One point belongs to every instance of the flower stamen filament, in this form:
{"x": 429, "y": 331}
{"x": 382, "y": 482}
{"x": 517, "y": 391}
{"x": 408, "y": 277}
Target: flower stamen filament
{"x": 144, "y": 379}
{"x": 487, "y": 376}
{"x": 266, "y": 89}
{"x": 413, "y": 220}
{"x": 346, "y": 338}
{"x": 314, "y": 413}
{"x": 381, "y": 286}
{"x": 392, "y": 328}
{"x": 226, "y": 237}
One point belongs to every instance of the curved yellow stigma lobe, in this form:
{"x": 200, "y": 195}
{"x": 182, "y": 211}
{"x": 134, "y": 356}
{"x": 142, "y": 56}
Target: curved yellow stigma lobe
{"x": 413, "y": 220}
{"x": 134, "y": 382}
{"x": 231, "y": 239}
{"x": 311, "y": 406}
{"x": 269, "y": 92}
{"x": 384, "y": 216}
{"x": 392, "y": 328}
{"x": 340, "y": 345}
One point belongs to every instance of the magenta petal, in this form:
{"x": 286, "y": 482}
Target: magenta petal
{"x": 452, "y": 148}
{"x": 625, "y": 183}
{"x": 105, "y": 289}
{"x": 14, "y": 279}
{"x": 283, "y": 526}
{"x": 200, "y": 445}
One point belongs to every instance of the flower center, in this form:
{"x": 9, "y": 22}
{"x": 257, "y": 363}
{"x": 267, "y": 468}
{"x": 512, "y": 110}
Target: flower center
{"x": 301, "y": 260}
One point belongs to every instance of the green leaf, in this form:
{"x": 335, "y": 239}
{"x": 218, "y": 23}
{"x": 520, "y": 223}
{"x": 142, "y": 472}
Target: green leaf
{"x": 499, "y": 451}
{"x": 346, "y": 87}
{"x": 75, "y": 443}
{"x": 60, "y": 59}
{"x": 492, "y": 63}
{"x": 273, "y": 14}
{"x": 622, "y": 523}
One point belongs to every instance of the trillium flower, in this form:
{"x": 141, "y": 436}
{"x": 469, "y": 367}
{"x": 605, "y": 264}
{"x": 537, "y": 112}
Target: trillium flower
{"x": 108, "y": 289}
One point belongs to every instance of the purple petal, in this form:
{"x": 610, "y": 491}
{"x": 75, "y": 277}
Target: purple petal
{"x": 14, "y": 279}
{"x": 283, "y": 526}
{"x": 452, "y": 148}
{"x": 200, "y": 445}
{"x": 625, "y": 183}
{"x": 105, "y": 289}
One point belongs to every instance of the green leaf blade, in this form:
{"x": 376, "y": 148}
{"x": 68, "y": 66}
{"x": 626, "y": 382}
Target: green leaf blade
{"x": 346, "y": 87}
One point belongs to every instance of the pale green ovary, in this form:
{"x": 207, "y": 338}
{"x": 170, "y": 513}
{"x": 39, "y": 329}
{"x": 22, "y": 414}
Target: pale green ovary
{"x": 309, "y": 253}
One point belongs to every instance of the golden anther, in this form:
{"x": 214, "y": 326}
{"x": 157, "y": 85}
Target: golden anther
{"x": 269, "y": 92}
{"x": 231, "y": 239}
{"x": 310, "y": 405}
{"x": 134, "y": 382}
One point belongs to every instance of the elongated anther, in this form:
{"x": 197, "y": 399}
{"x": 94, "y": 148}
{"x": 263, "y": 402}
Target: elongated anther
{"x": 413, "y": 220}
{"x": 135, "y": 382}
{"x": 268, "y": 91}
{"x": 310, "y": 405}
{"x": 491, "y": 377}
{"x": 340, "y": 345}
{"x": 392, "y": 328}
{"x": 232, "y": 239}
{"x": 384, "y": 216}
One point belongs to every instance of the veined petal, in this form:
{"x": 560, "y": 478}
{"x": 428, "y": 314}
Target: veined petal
=====
§ Work task
For this exercise, output all the data exactly as shown above.

§ The answer
One point belongs to every instance of the flower stamen filament, in this form:
{"x": 429, "y": 331}
{"x": 382, "y": 482}
{"x": 517, "y": 391}
{"x": 408, "y": 277}
Target: flower stamen filament
{"x": 144, "y": 379}
{"x": 487, "y": 376}
{"x": 266, "y": 89}
{"x": 413, "y": 220}
{"x": 346, "y": 338}
{"x": 314, "y": 413}
{"x": 381, "y": 286}
{"x": 392, "y": 328}
{"x": 226, "y": 237}
One point belongs to every instance of the curved yellow stigma lobe, in this form:
{"x": 200, "y": 195}
{"x": 182, "y": 211}
{"x": 134, "y": 356}
{"x": 142, "y": 56}
Target: curved yellow stigma lobe
{"x": 413, "y": 220}
{"x": 134, "y": 382}
{"x": 231, "y": 239}
{"x": 311, "y": 406}
{"x": 269, "y": 92}
{"x": 384, "y": 216}
{"x": 392, "y": 328}
{"x": 340, "y": 345}
One point belongs to every instance of the magenta petal, in this form:
{"x": 286, "y": 482}
Target: magenta petal
{"x": 452, "y": 148}
{"x": 625, "y": 183}
{"x": 105, "y": 289}
{"x": 14, "y": 279}
{"x": 283, "y": 526}
{"x": 200, "y": 445}
One point belongs to every instance of the flower center, in this form:
{"x": 9, "y": 22}
{"x": 257, "y": 363}
{"x": 267, "y": 468}
{"x": 512, "y": 110}
Target: flower center
{"x": 301, "y": 260}
One point belongs to every instance of the green leaf, in this form:
{"x": 335, "y": 239}
{"x": 218, "y": 23}
{"x": 520, "y": 223}
{"x": 142, "y": 472}
Target: green leaf
{"x": 499, "y": 451}
{"x": 346, "y": 87}
{"x": 75, "y": 443}
{"x": 60, "y": 59}
{"x": 492, "y": 63}
{"x": 273, "y": 14}
{"x": 622, "y": 523}
One point belongs to every instance of the trillium flower, in this form:
{"x": 141, "y": 436}
{"x": 469, "y": 367}
{"x": 605, "y": 264}
{"x": 537, "y": 112}
Target: trillium flower
{"x": 108, "y": 289}
One point belongs to every instance of the purple petal, in this form:
{"x": 610, "y": 491}
{"x": 75, "y": 277}
Target: purple petal
{"x": 14, "y": 279}
{"x": 283, "y": 526}
{"x": 452, "y": 148}
{"x": 200, "y": 445}
{"x": 625, "y": 183}
{"x": 105, "y": 289}
One point belongs to every instance of the green leaf blade, in this form:
{"x": 376, "y": 148}
{"x": 68, "y": 66}
{"x": 626, "y": 382}
Target: green leaf blade
{"x": 346, "y": 87}
One point belongs to every instance of the pale green ovary, in this form:
{"x": 207, "y": 338}
{"x": 170, "y": 513}
{"x": 39, "y": 329}
{"x": 22, "y": 414}
Target: pale green ovary
{"x": 309, "y": 253}
One point belongs to every instance of the golden anther, in this form:
{"x": 214, "y": 326}
{"x": 157, "y": 85}
Target: golden anther
{"x": 269, "y": 92}
{"x": 231, "y": 239}
{"x": 310, "y": 405}
{"x": 134, "y": 382}
One point belongs to every instance of the elongated anther, in this form:
{"x": 197, "y": 399}
{"x": 94, "y": 148}
{"x": 263, "y": 402}
Target: elongated anther
{"x": 413, "y": 220}
{"x": 135, "y": 382}
{"x": 268, "y": 91}
{"x": 310, "y": 405}
{"x": 491, "y": 377}
{"x": 340, "y": 345}
{"x": 392, "y": 328}
{"x": 232, "y": 239}
{"x": 384, "y": 216}
One point belongs to every instance of the veined petal, in this form:
{"x": 560, "y": 478}
{"x": 428, "y": 314}
Target: veined petal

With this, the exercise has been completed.